Top of Excerpted data

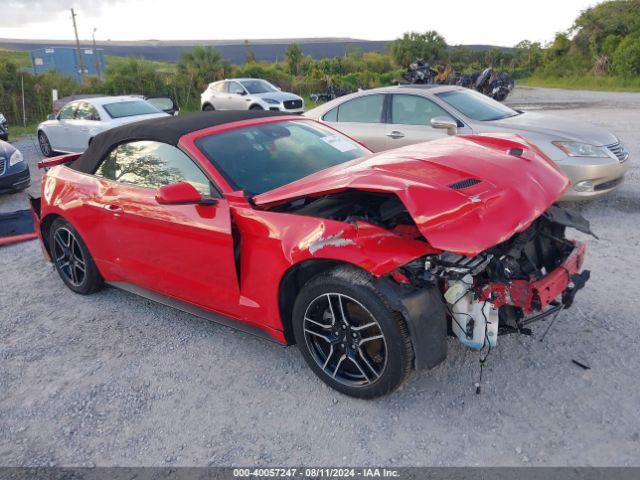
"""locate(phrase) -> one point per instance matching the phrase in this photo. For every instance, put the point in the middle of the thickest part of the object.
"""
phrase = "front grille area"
(292, 104)
(469, 182)
(618, 150)
(607, 185)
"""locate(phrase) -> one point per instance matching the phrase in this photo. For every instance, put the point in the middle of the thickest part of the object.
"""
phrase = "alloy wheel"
(345, 340)
(69, 257)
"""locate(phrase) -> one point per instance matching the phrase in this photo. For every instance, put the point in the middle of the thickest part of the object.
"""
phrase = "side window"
(414, 110)
(152, 165)
(366, 109)
(86, 111)
(331, 115)
(68, 112)
(235, 87)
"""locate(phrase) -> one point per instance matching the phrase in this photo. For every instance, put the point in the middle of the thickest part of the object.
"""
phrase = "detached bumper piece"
(16, 227)
(15, 181)
(535, 295)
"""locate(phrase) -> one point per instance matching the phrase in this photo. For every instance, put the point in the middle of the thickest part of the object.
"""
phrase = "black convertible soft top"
(163, 129)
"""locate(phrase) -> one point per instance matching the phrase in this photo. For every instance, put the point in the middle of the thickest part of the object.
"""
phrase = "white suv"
(249, 94)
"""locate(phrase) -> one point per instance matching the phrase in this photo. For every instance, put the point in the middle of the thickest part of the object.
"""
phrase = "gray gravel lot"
(113, 379)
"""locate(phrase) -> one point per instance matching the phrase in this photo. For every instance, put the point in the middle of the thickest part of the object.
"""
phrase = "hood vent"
(469, 182)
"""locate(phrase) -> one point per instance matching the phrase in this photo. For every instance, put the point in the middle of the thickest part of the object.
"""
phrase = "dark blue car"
(14, 171)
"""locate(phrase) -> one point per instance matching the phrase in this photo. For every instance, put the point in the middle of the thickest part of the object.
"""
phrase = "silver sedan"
(594, 159)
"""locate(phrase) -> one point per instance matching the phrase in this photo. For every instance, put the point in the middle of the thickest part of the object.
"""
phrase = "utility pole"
(95, 53)
(80, 60)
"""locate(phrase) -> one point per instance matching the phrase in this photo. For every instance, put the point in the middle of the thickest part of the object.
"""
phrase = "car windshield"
(258, 86)
(259, 158)
(129, 108)
(476, 106)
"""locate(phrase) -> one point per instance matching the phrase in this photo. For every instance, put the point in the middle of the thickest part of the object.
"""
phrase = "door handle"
(115, 209)
(395, 134)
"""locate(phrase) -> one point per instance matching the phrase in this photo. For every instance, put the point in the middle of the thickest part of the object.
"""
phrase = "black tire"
(45, 145)
(370, 366)
(70, 256)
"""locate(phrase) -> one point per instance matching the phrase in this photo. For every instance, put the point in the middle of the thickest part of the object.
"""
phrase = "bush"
(626, 59)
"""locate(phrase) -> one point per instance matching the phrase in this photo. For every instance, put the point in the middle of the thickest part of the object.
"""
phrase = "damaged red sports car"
(286, 228)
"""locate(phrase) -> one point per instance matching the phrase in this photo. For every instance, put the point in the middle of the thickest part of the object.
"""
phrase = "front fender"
(289, 239)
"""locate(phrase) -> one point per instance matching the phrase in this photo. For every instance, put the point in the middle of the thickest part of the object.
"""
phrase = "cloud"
(19, 13)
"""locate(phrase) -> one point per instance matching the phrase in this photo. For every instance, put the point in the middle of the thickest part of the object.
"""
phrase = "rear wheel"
(72, 259)
(349, 336)
(45, 145)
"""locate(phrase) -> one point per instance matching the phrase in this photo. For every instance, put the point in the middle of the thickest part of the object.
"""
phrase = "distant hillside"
(233, 51)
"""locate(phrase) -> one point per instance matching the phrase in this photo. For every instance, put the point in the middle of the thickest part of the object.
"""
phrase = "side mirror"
(181, 193)
(166, 104)
(448, 124)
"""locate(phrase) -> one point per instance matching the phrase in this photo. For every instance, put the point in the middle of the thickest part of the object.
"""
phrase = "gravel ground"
(113, 379)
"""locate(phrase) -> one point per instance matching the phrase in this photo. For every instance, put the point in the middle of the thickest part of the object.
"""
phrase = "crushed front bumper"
(535, 294)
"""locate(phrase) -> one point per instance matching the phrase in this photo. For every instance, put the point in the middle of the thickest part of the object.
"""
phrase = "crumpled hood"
(555, 127)
(508, 192)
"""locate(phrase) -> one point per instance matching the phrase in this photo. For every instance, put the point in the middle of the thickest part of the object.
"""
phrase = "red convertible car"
(286, 228)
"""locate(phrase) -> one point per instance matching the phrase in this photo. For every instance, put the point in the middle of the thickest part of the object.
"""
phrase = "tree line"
(603, 41)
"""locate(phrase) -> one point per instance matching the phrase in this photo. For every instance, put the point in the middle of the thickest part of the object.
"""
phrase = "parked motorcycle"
(420, 72)
(330, 93)
(493, 84)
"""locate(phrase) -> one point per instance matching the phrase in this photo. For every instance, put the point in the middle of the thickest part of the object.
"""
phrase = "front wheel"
(72, 259)
(349, 336)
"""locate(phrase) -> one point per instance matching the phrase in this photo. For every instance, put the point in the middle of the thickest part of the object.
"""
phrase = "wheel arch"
(45, 228)
(293, 280)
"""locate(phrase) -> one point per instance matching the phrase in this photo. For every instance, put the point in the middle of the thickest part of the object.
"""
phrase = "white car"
(73, 128)
(249, 94)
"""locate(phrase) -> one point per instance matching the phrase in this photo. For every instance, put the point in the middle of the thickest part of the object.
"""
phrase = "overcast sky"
(497, 22)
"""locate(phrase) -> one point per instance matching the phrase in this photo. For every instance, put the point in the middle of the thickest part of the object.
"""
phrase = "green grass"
(585, 82)
(20, 58)
(17, 131)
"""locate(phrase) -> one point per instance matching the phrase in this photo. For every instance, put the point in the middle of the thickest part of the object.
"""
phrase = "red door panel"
(183, 251)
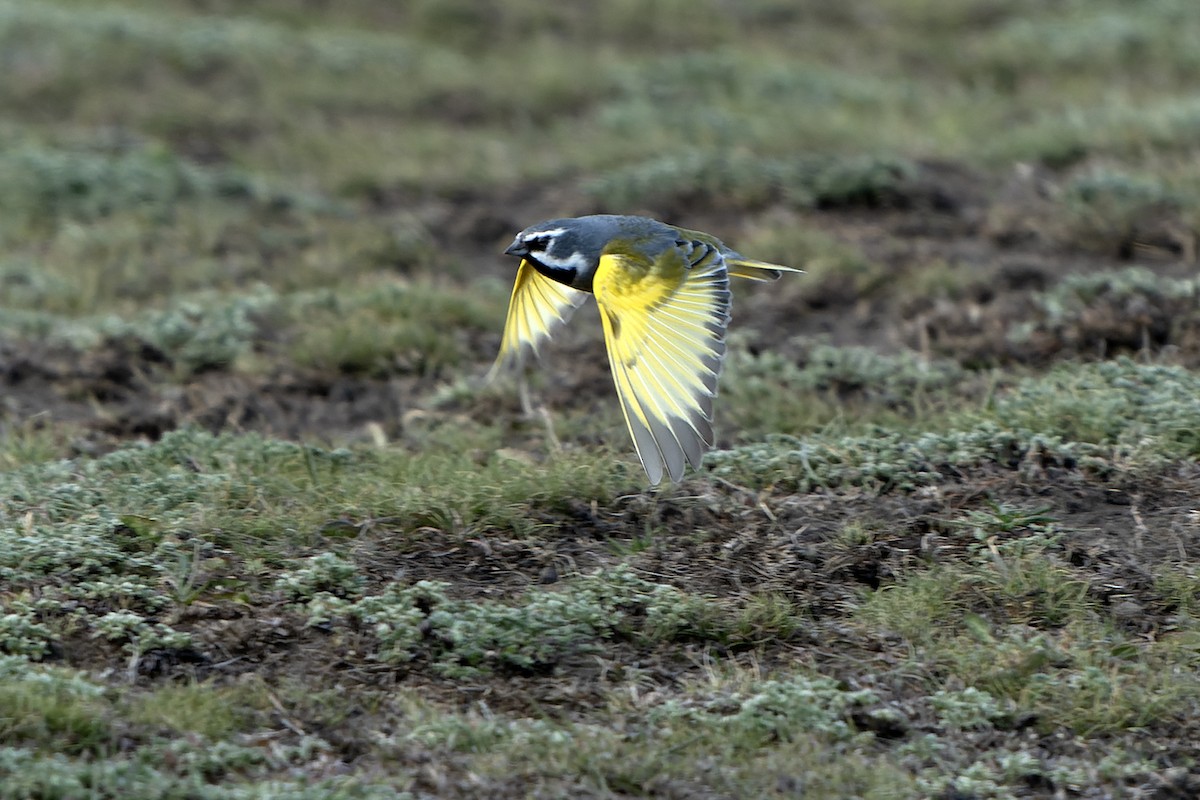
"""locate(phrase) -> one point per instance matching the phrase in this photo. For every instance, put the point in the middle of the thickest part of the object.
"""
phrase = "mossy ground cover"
(267, 533)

Bottom of Excerpted data

Give back the data exactly. Pictures stay out.

"""locate(phrase) -> one point per instance matching the phrase in this photo. For every instance, put the point in the middle of the thickest part of the object.
"""
phrase = "front grille area"
(292, 104)
(469, 182)
(618, 150)
(607, 185)
"""locate(phrase) -> one point per instance matching the phrase in this photo. For every instance, put the point in the middle of the thickest part of the object.
"""
phrase = "alloy wheel"
(345, 340)
(69, 257)
"""locate(phrase) -> one point per instance matching the phrase in this photo. For every instance, put the point in the middle of the thickest part of the object.
"""
phrase = "side window"
(414, 110)
(152, 165)
(366, 109)
(86, 111)
(331, 115)
(68, 112)
(235, 87)
"""locate(phrase) -> one point per instance matching the phrase in this photo. For every instance, put the point in the middle of the thickest part of the object.
"""
phrase = "detached bumper piece"
(16, 227)
(15, 181)
(535, 295)
"""locate(phrase) -> one point per instance matching the phrase in this photo. For every instance, put the point in the middle of the thickest part of the object.
"""
phrase = "black convertible soft top"
(163, 129)
"""locate(phrase) -> one point per instance matching the phrase in this photo. For every instance, put the point in the middle of the thickest part of the object.
"""
phrase = "white suv"
(249, 94)
"""locate(phrase) -> one point per instance matching the phrase in this photo. For every instance, put the point in the middle of the thickest part of the object.
"""
phrase = "gray gravel lot"
(113, 379)
"""locate(phrase) -> one point per instance matching the phrase in this photo. For every instance, put the point in the middle of the thickest part of the object.
"""
phrase = "hood vent"
(469, 182)
"""locate(phrase) -> one point per instance matching the phrase in this photo. For every instance, put the point in the middle of the thickest part of the object.
"""
phrase = "dark blue car"
(14, 171)
"""locate(phrase) -> one point per instance matching the phrase in this photo. For every instance, put the point in the middle of the thickest part of the object.
"""
phrase = "silver sedan"
(594, 159)
"""locate(phrase) -> one point per instance matching the phrase in this photo. For every instance, put the point in the middle of the thickest part of the object.
"""
phrase = "utility pole"
(95, 53)
(80, 60)
"""locate(phrase) -> one point per instance matching the phrase in this photo. For every instance, put the point in the middle of the thickest part of the object.
"""
phrase = "car windshield"
(258, 86)
(259, 158)
(129, 108)
(476, 106)
"""locate(phrase) -> one point per instance matching the phrase in this photo. For every instance, put the point in the middle of the thickest part of the object.
"""
phrase = "door handle"
(115, 209)
(395, 134)
"""locate(phrase) -> one point per instance matching the phrase in this photo. For every instance, put the point in the middle of the thickest part of the object.
"""
phrase = "black tire"
(45, 145)
(370, 366)
(70, 256)
"""locate(phrase) -> one point per instance matching the phrase in this photo. For every instance, put the point in the middle of the thickest part of the object.
"""
phrase = "bush"
(626, 59)
"""locate(phrase) -> one point per instance matching the phrase in this photo. For every instance, put the point in the middle of the thickest part of the object.
"""
phrase = "damaged red sports car"
(286, 228)
"""locate(phrase) -> one point per instance matching the phrase in this photo. For every instance, put the point in the middle of the thickest part of the object.
"""
phrase = "front fender"
(289, 239)
"""locate(phrase) -> one point per instance matching the phrase in this photo. For every instance, put the point in the middle of the thickest part of the object.
"""
phrase = "cloud"
(19, 13)
"""locate(phrase) -> one point per instance matching the phrase in this photo. For every instance, put the point in the middle of the thickest part of the object.
"""
phrase = "rear wheel"
(72, 259)
(349, 336)
(45, 145)
"""locate(phrase) -> one point per instance matching the phrase in this photo. For every instance, put the point in the middle of the thickest part of the object.
"""
phrase = "distant hillside"
(233, 51)
"""locate(phrase) -> one point per instance matching the phrase in this photo. For every instance, put the point in the middle of the thickest part of the object.
"""
phrase = "side mirror"
(181, 193)
(166, 104)
(448, 124)
"""locate(phrase) -> one point per instance matching the phrase in this photo. For every instance, put the point in the middle of the thickest part of the object.
"""
phrase = "gravel ground"
(113, 379)
"""locate(phrase) -> one point per instance matching the phrase in this photo. For every instance, put the point in the middle of the thickest part of the object.
"""
phrase = "crushed front bumper"
(535, 294)
"""locate(phrase) -> one point per instance matching the phrase in this photo. For every instance, put the point in the middle of the thickest part of the object.
"""
phrase = "crumpled hood"
(555, 127)
(508, 192)
"""locate(phrase) -> one point per instance matching the phrase in this photo. For every instance, put the point in the middle of the thickest part of the object.
"""
phrase = "red convertible car"
(286, 228)
"""locate(phrase) -> one point per instance matching the phrase in this photo. For every instance, put the point in the middle of the thickest part of the object.
"""
phrase = "tree line"
(603, 41)
"""locate(phrase) -> one point per instance matching the phrase in this photo. For every instance, put the point in the middle of the thickest part of the object.
"""
phrase = "parked motorcycle"
(420, 72)
(330, 93)
(493, 84)
"""locate(phrase) -> one point per instance matching the phrase in this photo. For every instance, put the point in the middle of the thickest part of the object.
"""
phrase = "front wheel"
(72, 259)
(349, 336)
"""locate(phrase) -> one point per instance matching the phrase in this photo. For every instance, put the point in the middle of the thickest part of the object.
"""
phrase = "wheel arch"
(45, 228)
(293, 280)
"""locate(phrase) -> one point per instance matching the phrase in this photo. For every instance, put the point in the middle of the thickest part of the object.
"""
phrase = "white car"
(73, 128)
(249, 94)
"""locate(phrase) -> one point per instance matching the phrase in this photo. For every instance, put the point in the middle of the thickest part of the object.
"""
phrase = "overcast sky"
(497, 22)
"""locate(phrase) -> one point per instance matching the phrase in this photo. For every instance, put the point in the middle of the thickest part of the object.
"""
phrase = "green grass"
(585, 82)
(20, 58)
(17, 131)
"""locate(phrase) -> one point per instance matching the phrase in this photo. For every instance, put the point in the middle of the thickest part of the object.
"""
phrase = "red door panel"
(183, 251)
"""locate(phrase) -> one point per instance matching the phrase in this photo. For every instance, put the point in the middle of the thickest part of the object.
"""
phrase = "mossy ground cover"
(267, 533)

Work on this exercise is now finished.